Sans effet gratuits, Les Nymphéas de Monet nous plongent dans une magnifique rêverie sans fin, quasi cosmique (cfr. Van Gogh et ses ciels étoilés).
Il en va tout autrement des «scénographies numériques» où l’effet visuel recherché annihile trop souvent le vrai sujet, la dimension artistique.
Jean-Pol, merci de ton commentaire. Tu abondes dans mon sens, car c’est exactement ce que je dis à la fin du premier paragraphe dédié à Van Gogh. Dans quelques jours, la première expo immersive conçue par un artiste vivant servira de test. Tim Burton à Paris fera l’objet d’un prochain Lucterios. Maintenant, il faut aussi savoir ce que recouvre l’idée de dimension artistique. N’est-elle pas indissolublement liée au médium qu’elle utilise? Ne tombons pas dans le piège qui consiste à juger le nouveau à partir de critères anciens.

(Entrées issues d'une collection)
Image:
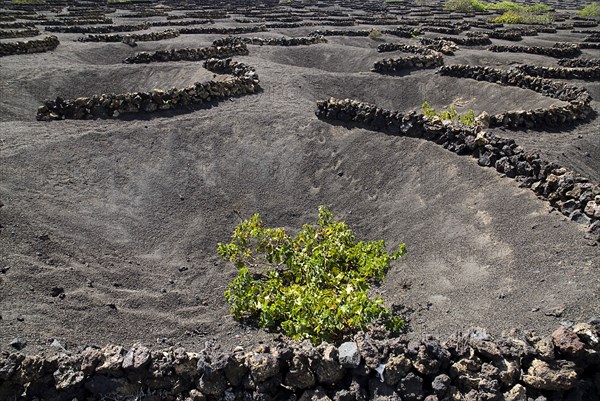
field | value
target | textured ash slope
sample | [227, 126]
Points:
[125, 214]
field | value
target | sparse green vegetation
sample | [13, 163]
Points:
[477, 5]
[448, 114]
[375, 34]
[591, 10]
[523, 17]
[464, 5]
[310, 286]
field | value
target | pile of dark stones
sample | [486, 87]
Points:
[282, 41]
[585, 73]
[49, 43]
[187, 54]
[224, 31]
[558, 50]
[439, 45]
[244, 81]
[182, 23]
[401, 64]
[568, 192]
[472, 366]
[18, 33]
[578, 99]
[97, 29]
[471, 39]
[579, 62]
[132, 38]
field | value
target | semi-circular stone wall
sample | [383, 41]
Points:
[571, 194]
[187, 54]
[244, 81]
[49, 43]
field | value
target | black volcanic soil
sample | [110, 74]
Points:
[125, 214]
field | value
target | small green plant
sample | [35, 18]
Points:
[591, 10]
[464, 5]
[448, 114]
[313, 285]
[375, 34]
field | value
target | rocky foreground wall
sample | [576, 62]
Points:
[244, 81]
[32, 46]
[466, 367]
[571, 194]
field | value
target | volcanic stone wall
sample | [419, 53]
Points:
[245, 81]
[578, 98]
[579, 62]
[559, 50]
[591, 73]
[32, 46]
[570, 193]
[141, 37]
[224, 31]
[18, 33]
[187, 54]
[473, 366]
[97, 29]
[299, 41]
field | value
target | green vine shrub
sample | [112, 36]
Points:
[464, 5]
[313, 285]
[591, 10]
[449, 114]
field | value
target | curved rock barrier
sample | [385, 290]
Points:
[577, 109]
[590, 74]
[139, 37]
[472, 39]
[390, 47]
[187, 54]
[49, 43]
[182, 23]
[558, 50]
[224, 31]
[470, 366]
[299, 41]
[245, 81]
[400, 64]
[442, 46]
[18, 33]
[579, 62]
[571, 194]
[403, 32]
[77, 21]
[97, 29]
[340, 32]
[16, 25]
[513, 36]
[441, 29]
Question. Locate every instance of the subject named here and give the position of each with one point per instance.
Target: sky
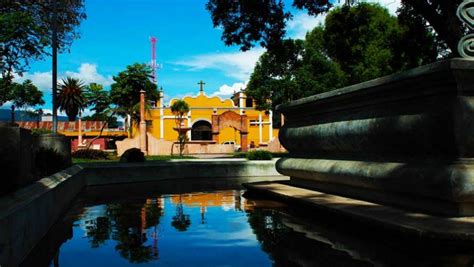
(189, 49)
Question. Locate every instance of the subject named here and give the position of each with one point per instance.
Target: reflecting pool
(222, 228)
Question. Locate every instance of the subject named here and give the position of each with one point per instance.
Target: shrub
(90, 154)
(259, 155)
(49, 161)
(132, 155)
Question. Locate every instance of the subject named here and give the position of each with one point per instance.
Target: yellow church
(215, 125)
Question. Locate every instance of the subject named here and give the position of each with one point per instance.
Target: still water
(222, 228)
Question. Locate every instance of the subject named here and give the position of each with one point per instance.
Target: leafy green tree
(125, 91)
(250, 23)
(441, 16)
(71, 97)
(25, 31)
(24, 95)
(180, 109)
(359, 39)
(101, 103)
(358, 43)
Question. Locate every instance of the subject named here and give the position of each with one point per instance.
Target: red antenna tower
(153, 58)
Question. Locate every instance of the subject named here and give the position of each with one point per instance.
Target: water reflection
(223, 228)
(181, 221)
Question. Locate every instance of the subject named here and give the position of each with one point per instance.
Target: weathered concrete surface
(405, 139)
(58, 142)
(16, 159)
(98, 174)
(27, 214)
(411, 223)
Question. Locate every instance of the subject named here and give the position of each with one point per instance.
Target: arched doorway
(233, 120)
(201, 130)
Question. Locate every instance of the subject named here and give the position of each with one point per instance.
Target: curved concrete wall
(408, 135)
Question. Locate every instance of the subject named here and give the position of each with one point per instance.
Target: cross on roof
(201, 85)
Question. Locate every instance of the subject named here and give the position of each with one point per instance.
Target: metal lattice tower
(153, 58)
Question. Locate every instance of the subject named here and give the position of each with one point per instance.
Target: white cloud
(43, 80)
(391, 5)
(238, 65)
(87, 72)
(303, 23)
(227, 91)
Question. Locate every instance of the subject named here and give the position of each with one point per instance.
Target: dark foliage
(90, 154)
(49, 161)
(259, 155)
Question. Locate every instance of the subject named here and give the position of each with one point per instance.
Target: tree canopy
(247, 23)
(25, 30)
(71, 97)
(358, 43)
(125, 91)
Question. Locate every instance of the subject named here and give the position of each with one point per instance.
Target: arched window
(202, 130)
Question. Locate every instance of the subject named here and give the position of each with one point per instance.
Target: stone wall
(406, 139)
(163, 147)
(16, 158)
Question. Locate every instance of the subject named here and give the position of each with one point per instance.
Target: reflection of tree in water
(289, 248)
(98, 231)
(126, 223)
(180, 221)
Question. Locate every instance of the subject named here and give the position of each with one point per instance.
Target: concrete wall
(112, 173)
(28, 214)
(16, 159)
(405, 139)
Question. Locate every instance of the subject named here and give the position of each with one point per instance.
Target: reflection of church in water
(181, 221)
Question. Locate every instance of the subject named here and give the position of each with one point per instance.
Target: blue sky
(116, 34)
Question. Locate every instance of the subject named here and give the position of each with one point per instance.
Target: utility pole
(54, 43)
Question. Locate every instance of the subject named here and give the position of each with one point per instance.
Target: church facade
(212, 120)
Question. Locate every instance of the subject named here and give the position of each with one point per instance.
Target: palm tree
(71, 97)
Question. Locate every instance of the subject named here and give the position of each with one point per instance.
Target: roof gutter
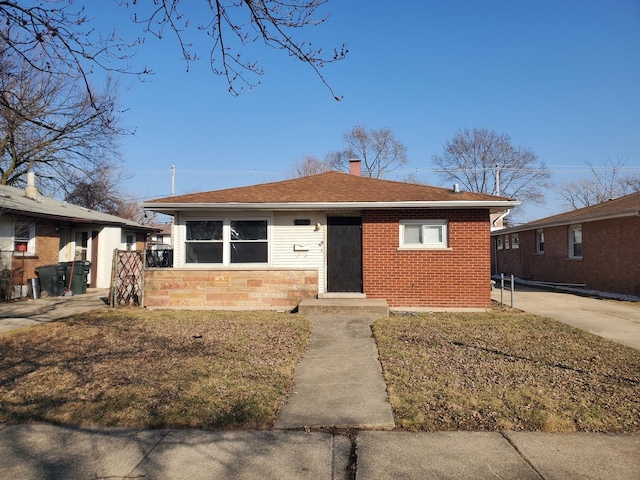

== Travail demandé ==
[A] Recopiez l'extrait sur les expositions immersives entre « Il en va tout » et « de critères anciens. », bornes incluses.
[B] Indiquez si chacune des affirmations suivantes concorde avec l'extrait sur les expositions immersives, par oui ou par non, en citant les mots qui tranchent. (i) L'exposition consacrée à Tim Burton se tient à Londres. (ii) Les Nymphéas de Monet plongent le spectateur dans une rêverie sans fin. (iii) Le répondant affirme avoir déjà formulé cette idée à la fin du premier paragraphe consacré à Van Gogh.
[C] Prolongez l'extrait sur les expositions immersives en reprenant après sa dernière phrase.
Ces données sont sans rapport avec l'extrait sur les expositions immersives.

== Réponses par consigne ==
[A]
Il en va tout autrement des «scénographies numériques» où l’effet visuel recherché annihile trop souvent le vrai sujet, la dimension artistique.
Jean-Pol, merci de ton commentaire. Tu abondes dans mon sens, car c’est exactement ce que je dis à la fin du premier paragraphe dédié à Van Gogh. Dans quelques jours, la première expo immersive conçue par un artiste vivant servira de test. Tim Burton à Paris fera l’objet d’un prochain Lucterios. Maintenant, il faut aussi savoir ce que recouvre l’idée de dimension artistique. N’est-elle pas indissolublement liée au médium qu’elle utilise? Ne tombons pas dans le piège qui consiste à juger le nouveau à partir de critères anciens.

[B]
(i) Non : « Tim Burton à Paris fera l’objet d’un prochain Lucterios ».
(ii) Oui : « Les Nymphéas de Monet nous plongent dans une magnifique rêverie sans fin, quasi cosmique ».
(iii) Oui : « c’est exactement ce que je dis à la fin du premier paragraphe dédié à Van Gogh ».

[C]
😉
vb
Salut Philippe,
Je suis toujours content d’avoir de tes nouvelles. L’immersivité est dans l’air du temps en effet, et il semble qu’elle modifie le concept d’oeuvre. Comment ? L’avenir le dira. Reste que la nature du cinéma est déjà plus proche de l’immersion que le tableau vu à distance dans un musée. Bref, je suis curieux de te lire.
😉
vb
Hello Xavier,
Merci pour tes deux commentaires. Tu sembles oublier les bains de foule. Concernant Monet, on peut se poser la question de savoir s’il aurait peint les Nymphéas comme il l’a fait si sa vision était restée intacte?
😉
vb
Bonsoir Vincent,
En 1958, j’ai été impressionné par le spectacle de »Laterna Magika », c’était très impressionnant. Bien plus tard, j’ai été subjugué par les spectacles immersifs ( sur internet ) consacrés à Van Gogh, Monet, Klimt. Hergé m’a beaucoup moins touché, peut-être parce que je connais toutes ces cases trop intimement! Jean-Pierre V.
Salut Jean-Pierre,
Je n’ai pas vu Laterna Magika en 1958, mais devant tout le bien qu’on en disait, je sus allé à Prague quelques années plus tard. Fabuleux… Je m’en suis souvenu longtemps, notamment lorsque je concevais/réalisais des montages audio-visuels culturels, qui ont eu un certain succès et même un succès certain. C’est d’ailleurs en travaillant des journées et des nuits entières dans la stridence de ces machines qu’aujourd’hui je suis atteint d’une légère surdité, ce qui me rapproche de Tournesol.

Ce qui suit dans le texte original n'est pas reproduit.